**Stated goal 1:** Quote the cruise refund article below from "MIAMI — Native-born" to "warm Caribbean vacation.".

**Page:**
Cruise company won’t refund customers after FEMA takes over ship

The Grand Celebration, a ship that is being chartered by FEMA for humanitarian efforts in St. Thomas, leading to the cancellation of three months worth of sailings. Some passengers who booked a sailing on a ship through a travel agency, Royal Seas Cruises, claim the agency is denying them refunds on the canceled sailings. (Courtesy Port of Palm Beach)

Credit: Courtesy Port of Palm Beach

Credit: Courtesy Port of Palm Beach

The Grand Celebration, a ship that is being chartered by FEMA for humanitarian efforts in St. Thomas, leading to the cancellation of three months worth of sailings. Some passengers who booked a sailing on a ship through a travel agency, Royal Seas Cruises, claim the agency is denying them refunds on the canceled sailings. (Courtesy Port of Palm Beach)

MIAMI — Native-born Montanan Mindy Bausch thought the cruise she booked after a random political survey call might be the ticket to getting her nature-loving husband out of Montana and to the Bahamas for a warm Caribbean vacation.

“We don’t travel,” she explained via email. “My husband’s idea of a vacation is sleeping in a tent in 20 degree temperatures … which I have done more than once.”

**Stated goal 2:** Print, word for word, the lines of the records below from the line with "of the windshield" to the line with "point(46, 206)".

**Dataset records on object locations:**
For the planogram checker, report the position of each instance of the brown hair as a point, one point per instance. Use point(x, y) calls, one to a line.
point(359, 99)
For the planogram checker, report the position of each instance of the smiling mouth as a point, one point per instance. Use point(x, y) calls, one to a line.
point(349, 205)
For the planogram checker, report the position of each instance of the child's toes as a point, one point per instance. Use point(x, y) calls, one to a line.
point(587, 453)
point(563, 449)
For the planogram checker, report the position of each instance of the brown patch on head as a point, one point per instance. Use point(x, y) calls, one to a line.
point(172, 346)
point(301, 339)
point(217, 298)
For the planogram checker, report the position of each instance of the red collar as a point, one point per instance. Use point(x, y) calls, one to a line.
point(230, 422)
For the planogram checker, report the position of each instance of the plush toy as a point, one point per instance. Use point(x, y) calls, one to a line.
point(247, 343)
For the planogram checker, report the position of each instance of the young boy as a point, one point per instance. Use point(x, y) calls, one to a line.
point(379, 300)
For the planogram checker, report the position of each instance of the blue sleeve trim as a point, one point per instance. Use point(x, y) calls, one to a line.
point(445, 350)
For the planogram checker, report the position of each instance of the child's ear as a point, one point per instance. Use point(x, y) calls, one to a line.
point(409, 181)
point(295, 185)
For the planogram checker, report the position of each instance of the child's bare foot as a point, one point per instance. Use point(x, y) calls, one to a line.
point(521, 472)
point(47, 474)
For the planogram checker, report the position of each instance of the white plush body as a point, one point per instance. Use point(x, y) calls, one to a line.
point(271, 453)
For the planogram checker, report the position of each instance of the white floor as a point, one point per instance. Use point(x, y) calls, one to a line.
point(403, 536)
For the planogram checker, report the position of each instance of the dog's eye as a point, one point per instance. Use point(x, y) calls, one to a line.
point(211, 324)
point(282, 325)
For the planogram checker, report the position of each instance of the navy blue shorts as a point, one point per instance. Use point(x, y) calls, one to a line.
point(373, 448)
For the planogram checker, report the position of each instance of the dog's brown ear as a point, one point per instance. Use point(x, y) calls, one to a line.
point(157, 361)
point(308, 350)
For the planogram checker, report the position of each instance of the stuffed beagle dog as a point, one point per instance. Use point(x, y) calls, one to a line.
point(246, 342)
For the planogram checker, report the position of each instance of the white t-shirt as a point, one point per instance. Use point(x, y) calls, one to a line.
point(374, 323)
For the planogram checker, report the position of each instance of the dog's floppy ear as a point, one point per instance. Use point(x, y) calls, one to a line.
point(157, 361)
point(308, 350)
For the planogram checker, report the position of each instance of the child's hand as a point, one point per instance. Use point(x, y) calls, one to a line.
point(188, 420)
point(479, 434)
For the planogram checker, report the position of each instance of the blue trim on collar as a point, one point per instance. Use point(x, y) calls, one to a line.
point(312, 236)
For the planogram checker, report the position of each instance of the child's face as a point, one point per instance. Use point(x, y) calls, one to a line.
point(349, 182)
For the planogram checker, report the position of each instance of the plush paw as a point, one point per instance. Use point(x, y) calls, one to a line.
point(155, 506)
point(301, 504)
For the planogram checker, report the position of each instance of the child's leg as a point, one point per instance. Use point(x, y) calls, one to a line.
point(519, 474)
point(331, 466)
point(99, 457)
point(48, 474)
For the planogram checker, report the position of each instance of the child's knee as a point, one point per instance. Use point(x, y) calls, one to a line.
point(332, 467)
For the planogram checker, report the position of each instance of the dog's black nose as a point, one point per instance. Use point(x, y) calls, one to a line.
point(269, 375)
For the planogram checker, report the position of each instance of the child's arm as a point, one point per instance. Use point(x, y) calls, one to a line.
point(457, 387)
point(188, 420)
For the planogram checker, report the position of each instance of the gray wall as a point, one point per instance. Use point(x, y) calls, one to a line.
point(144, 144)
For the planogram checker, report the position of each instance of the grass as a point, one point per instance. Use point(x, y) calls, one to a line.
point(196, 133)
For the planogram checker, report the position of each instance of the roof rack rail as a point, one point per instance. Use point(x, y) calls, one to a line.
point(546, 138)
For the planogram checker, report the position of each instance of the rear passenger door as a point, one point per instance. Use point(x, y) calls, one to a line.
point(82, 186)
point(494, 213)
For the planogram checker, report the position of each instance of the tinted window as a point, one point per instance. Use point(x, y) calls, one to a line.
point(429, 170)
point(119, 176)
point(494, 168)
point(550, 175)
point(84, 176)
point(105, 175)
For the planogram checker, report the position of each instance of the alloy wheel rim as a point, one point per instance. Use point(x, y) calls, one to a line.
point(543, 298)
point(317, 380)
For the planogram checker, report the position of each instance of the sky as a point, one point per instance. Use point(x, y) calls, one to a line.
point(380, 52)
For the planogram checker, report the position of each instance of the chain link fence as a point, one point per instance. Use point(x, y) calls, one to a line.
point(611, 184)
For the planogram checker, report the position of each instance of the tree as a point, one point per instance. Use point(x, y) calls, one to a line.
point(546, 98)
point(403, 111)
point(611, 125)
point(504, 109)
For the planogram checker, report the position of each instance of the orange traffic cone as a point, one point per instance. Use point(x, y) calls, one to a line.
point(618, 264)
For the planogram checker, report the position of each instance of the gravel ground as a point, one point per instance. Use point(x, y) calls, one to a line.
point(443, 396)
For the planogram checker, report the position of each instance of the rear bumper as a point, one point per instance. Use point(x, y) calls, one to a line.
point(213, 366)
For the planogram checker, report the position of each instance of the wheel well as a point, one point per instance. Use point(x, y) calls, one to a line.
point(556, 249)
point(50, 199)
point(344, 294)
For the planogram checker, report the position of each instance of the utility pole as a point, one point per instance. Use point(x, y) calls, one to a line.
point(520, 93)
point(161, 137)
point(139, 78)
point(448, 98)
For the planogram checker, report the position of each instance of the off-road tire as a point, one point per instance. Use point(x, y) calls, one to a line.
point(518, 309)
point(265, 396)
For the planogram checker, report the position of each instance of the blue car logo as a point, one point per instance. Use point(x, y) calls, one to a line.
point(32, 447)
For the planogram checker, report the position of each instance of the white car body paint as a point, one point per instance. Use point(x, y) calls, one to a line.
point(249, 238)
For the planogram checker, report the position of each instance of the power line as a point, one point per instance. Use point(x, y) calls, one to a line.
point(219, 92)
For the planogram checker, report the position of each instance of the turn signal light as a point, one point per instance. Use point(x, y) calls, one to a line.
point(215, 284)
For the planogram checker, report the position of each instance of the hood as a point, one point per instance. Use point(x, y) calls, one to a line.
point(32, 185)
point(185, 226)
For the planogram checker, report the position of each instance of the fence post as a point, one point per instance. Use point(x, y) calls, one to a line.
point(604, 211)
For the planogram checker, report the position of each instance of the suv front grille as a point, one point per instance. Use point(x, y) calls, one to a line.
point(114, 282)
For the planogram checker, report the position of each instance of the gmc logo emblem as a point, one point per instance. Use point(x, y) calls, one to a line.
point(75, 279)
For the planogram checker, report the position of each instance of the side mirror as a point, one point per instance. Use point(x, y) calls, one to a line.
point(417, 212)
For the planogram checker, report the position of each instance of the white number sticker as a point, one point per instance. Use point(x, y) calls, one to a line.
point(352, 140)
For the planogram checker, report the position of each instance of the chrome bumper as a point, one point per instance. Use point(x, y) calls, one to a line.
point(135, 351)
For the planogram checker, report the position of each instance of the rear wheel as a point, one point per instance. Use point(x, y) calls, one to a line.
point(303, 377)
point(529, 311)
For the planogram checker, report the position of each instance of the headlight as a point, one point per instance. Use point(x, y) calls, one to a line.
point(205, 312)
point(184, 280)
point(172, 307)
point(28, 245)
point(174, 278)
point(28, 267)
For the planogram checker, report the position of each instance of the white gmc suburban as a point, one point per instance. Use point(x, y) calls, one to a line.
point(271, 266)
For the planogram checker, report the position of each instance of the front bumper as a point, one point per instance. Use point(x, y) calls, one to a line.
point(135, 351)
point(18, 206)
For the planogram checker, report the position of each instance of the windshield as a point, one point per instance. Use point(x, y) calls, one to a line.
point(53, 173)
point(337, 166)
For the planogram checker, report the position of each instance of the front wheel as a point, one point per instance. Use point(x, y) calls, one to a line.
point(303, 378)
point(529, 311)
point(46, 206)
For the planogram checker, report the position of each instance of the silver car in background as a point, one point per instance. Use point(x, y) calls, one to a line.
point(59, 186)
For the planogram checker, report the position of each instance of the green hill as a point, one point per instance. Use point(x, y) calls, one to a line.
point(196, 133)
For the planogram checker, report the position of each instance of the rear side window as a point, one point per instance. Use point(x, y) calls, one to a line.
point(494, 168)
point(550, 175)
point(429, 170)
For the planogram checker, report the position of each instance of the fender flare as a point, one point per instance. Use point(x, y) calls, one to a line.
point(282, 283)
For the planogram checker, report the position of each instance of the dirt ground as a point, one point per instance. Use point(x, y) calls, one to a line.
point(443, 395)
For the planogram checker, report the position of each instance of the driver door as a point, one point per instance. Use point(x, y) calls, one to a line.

**Task solution 1:**
MIAMI — Native-born Montanan Mindy Bausch thought the cruise she booked after a random political survey call might be the ticket to getting her nature-loving husband out of Montana and to the Bahamas for a warm Caribbean vacation.

**Task solution 2:**
For the planogram checker, report the position of each instance of the windshield as a point, one point per instance. Use point(x, y) calls, one to a line.
point(53, 173)
point(337, 166)
For the planogram checker, report the position of each instance of the front wheel as a point, one point per instance. Use point(x, y) calls, one to a line.
point(303, 378)
point(529, 311)
point(46, 206)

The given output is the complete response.